WHAT YOU HAVE TO DO: Please echo each of the following items back line for line, with no changes.

>> BEGIN STORED RECORDS

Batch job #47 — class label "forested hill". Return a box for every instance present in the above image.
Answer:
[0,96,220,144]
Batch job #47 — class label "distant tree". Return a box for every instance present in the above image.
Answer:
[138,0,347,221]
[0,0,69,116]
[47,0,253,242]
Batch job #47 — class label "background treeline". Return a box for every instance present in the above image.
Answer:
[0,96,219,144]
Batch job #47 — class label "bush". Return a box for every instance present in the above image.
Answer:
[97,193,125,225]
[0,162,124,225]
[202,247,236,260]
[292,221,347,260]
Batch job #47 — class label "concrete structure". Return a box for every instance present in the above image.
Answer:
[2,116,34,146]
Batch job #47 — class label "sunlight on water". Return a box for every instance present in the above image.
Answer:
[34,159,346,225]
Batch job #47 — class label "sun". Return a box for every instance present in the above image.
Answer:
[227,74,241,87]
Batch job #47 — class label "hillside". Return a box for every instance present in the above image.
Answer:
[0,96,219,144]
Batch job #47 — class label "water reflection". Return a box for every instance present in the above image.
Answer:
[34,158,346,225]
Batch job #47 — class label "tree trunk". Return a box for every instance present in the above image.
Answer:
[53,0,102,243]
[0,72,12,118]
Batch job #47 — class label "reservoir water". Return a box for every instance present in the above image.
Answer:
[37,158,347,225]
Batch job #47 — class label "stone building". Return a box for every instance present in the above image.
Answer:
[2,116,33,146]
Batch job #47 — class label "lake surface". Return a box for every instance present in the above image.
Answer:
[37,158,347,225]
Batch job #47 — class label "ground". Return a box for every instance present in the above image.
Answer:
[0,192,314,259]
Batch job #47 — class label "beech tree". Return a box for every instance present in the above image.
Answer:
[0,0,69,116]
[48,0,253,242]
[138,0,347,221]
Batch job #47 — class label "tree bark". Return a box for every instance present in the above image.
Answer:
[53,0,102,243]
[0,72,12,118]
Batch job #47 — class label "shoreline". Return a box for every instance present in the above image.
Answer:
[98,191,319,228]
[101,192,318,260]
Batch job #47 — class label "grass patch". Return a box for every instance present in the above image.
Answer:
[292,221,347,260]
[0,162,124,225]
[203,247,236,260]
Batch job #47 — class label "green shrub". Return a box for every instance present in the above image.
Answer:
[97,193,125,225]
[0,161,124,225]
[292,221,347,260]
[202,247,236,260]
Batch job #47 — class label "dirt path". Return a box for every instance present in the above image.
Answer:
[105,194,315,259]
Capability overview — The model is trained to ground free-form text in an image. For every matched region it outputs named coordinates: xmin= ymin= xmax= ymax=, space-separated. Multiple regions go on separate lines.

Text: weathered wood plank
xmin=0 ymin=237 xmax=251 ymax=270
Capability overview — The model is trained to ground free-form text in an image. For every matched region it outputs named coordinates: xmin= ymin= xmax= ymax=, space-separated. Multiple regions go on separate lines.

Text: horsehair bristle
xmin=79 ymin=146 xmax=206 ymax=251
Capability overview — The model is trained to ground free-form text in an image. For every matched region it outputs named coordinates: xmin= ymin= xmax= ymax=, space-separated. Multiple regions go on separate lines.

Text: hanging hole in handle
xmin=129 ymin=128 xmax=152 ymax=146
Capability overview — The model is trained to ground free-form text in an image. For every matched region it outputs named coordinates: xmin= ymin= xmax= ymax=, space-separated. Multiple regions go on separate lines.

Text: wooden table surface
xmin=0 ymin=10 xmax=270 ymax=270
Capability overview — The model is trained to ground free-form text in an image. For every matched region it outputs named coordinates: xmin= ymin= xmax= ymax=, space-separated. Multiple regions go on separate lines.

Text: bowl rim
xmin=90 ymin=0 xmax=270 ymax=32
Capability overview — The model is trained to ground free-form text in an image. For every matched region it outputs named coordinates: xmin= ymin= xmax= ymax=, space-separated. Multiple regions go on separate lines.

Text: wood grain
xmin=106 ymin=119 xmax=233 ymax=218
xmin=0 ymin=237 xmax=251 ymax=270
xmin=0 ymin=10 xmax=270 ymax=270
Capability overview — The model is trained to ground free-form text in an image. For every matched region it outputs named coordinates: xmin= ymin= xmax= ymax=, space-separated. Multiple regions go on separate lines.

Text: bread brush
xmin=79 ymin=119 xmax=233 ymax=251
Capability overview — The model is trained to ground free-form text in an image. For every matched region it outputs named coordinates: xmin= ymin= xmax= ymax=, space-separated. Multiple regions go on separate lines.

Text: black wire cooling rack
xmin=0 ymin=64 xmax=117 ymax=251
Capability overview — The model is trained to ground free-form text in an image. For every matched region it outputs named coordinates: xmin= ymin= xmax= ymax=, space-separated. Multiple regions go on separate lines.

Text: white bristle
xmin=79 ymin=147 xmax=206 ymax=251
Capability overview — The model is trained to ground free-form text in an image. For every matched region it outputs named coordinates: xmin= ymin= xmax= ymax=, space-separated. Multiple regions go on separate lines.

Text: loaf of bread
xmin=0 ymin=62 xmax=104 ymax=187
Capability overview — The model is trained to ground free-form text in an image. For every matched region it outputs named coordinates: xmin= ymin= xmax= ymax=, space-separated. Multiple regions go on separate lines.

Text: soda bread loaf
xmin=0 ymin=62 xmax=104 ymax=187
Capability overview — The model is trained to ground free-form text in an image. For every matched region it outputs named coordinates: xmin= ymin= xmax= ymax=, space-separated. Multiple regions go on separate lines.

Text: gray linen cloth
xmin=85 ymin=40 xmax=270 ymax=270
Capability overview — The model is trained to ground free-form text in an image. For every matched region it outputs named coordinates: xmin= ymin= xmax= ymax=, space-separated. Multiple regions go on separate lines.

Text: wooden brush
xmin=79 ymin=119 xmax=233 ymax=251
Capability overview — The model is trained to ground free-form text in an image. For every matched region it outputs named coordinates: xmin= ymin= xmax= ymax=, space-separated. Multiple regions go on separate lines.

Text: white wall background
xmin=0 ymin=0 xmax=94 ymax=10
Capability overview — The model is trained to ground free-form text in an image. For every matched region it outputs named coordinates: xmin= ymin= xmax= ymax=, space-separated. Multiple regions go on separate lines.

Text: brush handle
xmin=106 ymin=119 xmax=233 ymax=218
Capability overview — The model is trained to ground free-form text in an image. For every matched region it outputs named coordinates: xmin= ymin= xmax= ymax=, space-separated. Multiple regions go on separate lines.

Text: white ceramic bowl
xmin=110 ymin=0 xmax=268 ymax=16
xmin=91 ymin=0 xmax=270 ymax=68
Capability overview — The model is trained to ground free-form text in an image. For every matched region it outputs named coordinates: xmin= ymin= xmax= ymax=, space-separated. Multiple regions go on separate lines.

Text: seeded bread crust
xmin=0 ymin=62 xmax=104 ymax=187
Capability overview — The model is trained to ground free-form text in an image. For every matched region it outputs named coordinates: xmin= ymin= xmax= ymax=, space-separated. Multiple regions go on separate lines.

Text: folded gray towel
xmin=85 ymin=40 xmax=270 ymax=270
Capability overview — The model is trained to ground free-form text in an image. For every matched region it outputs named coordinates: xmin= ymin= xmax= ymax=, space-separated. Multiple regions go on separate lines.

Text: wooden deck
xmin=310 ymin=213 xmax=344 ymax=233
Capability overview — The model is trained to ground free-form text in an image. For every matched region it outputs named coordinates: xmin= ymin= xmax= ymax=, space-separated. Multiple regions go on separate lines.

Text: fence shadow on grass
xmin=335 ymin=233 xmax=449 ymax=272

>> END STORED RECORDS

SOLUTION:
Batch job #47 — class label "forested hill". Return a box for every instance present in the above image.
Answer:
[0,96,220,144]
Batch job #47 — class label "distant tree". Return a box for every instance present in the above image.
Answer:
[138,0,347,221]
[0,0,69,116]
[47,0,253,242]
Batch job #47 — class label "background treeline". Return a box for every instance present in the above image.
Answer:
[0,96,219,144]
Batch job #47 — class label "bush". Return a box for every instance present in the above image.
Answer:
[97,193,125,225]
[0,162,124,225]
[202,247,236,260]
[292,221,347,260]
Batch job #47 — class label "concrete structure". Return a box for every instance present in the above image.
Answer:
[2,116,34,146]
Batch job #47 — class label "sunlight on water". Return a box for every instance present in the above image.
Answer:
[34,159,346,225]
Batch job #47 — class label "sun". Return a box for every instance present in the above image.
Answer:
[227,74,241,87]
Batch job #47 — class label "hillside". Return a box for every instance present in the above image.
Answer:
[0,96,219,144]
Batch job #47 — class label "water reflection". Return a box for every instance present in the above image.
Answer:
[34,158,346,225]
Batch job #47 — class label "tree trunk". Return a box for every instance present in the above image.
Answer:
[53,0,102,243]
[0,72,12,118]
Batch job #47 — class label "reservoir water". Return a box for every instance present in the above image.
Answer:
[37,158,347,225]
Batch job #47 — class label "stone building". Return a box for every instance present in the above image.
Answer:
[2,116,33,146]
Batch job #47 — class label "lake surface". Return a box for every instance present in the above image.
Answer:
[37,158,347,225]
Batch job #47 — class label "ground". Return a box for every instance present in the above image.
Answer:
[0,192,314,259]
Batch job #47 — class label "beech tree". Return a box for every instance present in the above image.
Answer:
[0,0,69,116]
[48,0,253,242]
[138,0,347,221]
Batch job #47 — class label "tree bark". Return a box for every instance present in the above image.
Answer:
[53,0,102,243]
[0,72,12,118]
Batch job #47 — class label "shoreline". Return a box for every instance present in the above image.
Answer:
[98,191,319,228]
[101,192,318,260]
Batch job #47 — class label "grass patch". Return a box for every instance present in the above image.
Answer:
[292,221,347,260]
[0,162,124,225]
[203,247,236,260]
Batch job #47 — class label "green shrub". Return a box for every instance present in the above image.
Answer:
[97,193,125,225]
[0,161,124,225]
[292,221,347,260]
[202,247,236,260]
Batch job #47 — class label "dirt path". Return a box for every instance present in the above image.
Answer:
[105,194,315,259]
Capability overview — The model is trained to ground free-form text in an image. For every matched region it outputs named coordinates: xmin= ymin= xmax= ymax=, space-separated. Multiple regions go on separate lines.

Text: weathered wood plank
xmin=0 ymin=237 xmax=251 ymax=270
Capability overview — The model is trained to ground free-form text in an image. For every matched region it outputs named coordinates: xmin= ymin= xmax= ymax=, space-separated. Multiple regions go on separate lines.

Text: horsehair bristle
xmin=79 ymin=146 xmax=206 ymax=251
Capability overview — The model is trained to ground free-form text in an image. For every matched region it outputs named coordinates: xmin= ymin= xmax= ymax=, space-separated. Multiple regions go on separate lines.

Text: hanging hole in handle
xmin=129 ymin=128 xmax=152 ymax=146
Capability overview — The model is trained to ground free-form text in an image. For every matched region it outputs named coordinates: xmin= ymin= xmax= ymax=, space-separated. Multiple regions go on separate lines.

Text: wooden table surface
xmin=0 ymin=10 xmax=270 ymax=270
Capability overview — The model is trained to ground free-form text in an image. For every matched region it outputs named coordinates: xmin= ymin= xmax= ymax=, space-separated. Multiple regions go on separate lines.

Text: bowl rim
xmin=90 ymin=0 xmax=270 ymax=32
Capability overview — The model is trained to ground free-form text in an image. For every matched region it outputs named coordinates: xmin= ymin= xmax= ymax=, space-separated. Multiple regions go on separate lines.

Text: wood grain
xmin=106 ymin=119 xmax=233 ymax=218
xmin=0 ymin=237 xmax=251 ymax=270
xmin=0 ymin=10 xmax=270 ymax=270
Capability overview — The model is trained to ground free-form text in an image. For every matched region it outputs named coordinates: xmin= ymin= xmax= ymax=, space-separated. Multiple regions go on separate lines.

Text: bread brush
xmin=79 ymin=119 xmax=233 ymax=251
Capability overview — The model is trained to ground free-form text in an image. For every matched region it outputs named coordinates: xmin= ymin= xmax= ymax=, space-separated. Multiple regions go on separate lines.

Text: black wire cooling rack
xmin=0 ymin=64 xmax=117 ymax=251
Capability overview — The model is trained to ground free-form text in an image. For every matched region it outputs named coordinates: xmin= ymin= xmax= ymax=, space-separated. Multiple regions go on separate lines.

Text: white bristle
xmin=79 ymin=147 xmax=206 ymax=251
Capability overview — The model is trained to ground free-form text in an image. For every matched region it outputs named coordinates: xmin= ymin= xmax= ymax=, space-separated. Multiple regions go on separate lines.

Text: loaf of bread
xmin=0 ymin=62 xmax=104 ymax=187
Capability overview — The model is trained to ground free-form text in an image. For every matched region it outputs named coordinates: xmin= ymin= xmax= ymax=, space-separated. Multiple regions go on separate lines.

Text: soda bread loaf
xmin=0 ymin=62 xmax=104 ymax=187
Capability overview — The model is trained to ground free-form text in an image. For every matched region it outputs named coordinates: xmin= ymin= xmax= ymax=, space-separated. Multiple regions go on separate lines.

Text: gray linen cloth
xmin=85 ymin=40 xmax=270 ymax=270
Capability overview — The model is trained to ground free-form text in an image. For every matched region it outputs named coordinates: xmin= ymin= xmax= ymax=, space-separated. Multiple regions go on separate lines.

Text: wooden brush
xmin=79 ymin=119 xmax=233 ymax=251
Capability overview — The model is trained to ground free-form text in an image. For every matched region it outputs named coordinates: xmin= ymin= xmax= ymax=, space-separated. Multiple regions go on separate lines.

Text: white wall background
xmin=0 ymin=0 xmax=94 ymax=10
Capability overview — The model is trained to ground free-form text in an image. For every matched region it outputs named coordinates: xmin= ymin= xmax= ymax=, space-separated. Multiple regions go on separate lines.

Text: brush handle
xmin=106 ymin=119 xmax=233 ymax=218
Capability overview — The model is trained to ground free-form text in an image. For every matched region it outputs named coordinates: xmin= ymin= xmax= ymax=, space-separated. Multiple regions go on separate lines.

Text: white ceramic bowl
xmin=110 ymin=0 xmax=268 ymax=16
xmin=91 ymin=0 xmax=270 ymax=68
Capability overview — The model is trained to ground free-form text in an image. For every matched region it outputs named coordinates: xmin= ymin= xmax= ymax=, space-separated. Multiple regions go on separate lines.

Text: seeded bread crust
xmin=0 ymin=62 xmax=104 ymax=187
Capability overview — The model is trained to ground free-form text in an image. For every matched region it outputs named coordinates: xmin= ymin= xmax= ymax=, space-separated. Multiple regions go on separate lines.

Text: folded gray towel
xmin=85 ymin=40 xmax=270 ymax=270
Capability overview — The model is trained to ground free-form text in an image. For every matched region it outputs named coordinates: xmin= ymin= xmax= ymax=, space-separated. Multiple regions go on separate lines.

Text: wooden deck
xmin=310 ymin=213 xmax=344 ymax=233
Capability overview — The model is trained to ground free-form text in an image. For every matched region it outputs named coordinates: xmin= ymin= xmax= ymax=, space-separated. Multiple regions go on separate lines.

Text: fence shadow on grass
xmin=335 ymin=233 xmax=449 ymax=272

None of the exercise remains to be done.